Written instruction
Please copy each of the lines below word for word, without the pictures.

Raw data
====================

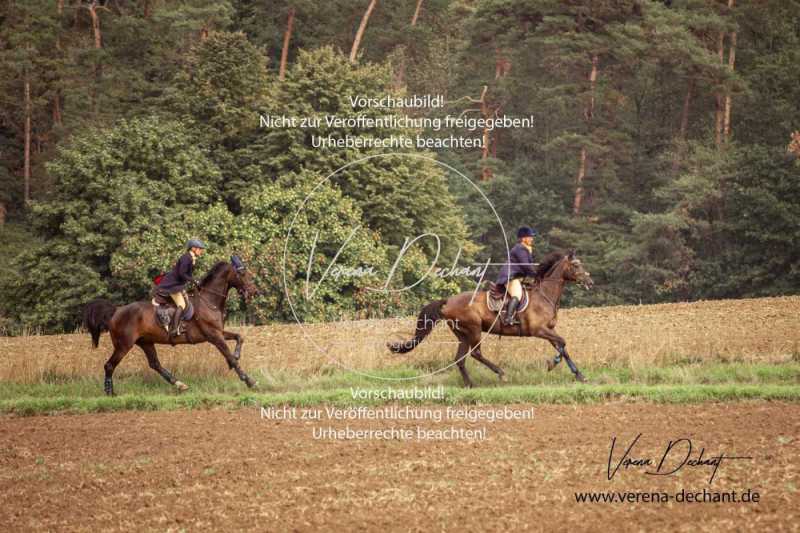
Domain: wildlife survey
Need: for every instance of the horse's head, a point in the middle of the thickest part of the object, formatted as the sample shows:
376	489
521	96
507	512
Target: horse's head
574	271
242	279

====================

Answer to the problem
Domain: wildlife survey
Need: for every instance of the horse's head, a point in the middle of the thickest part of the object, formatted as the sample shows:
376	489
521	96
507	512
Target: horse's head
574	271
242	279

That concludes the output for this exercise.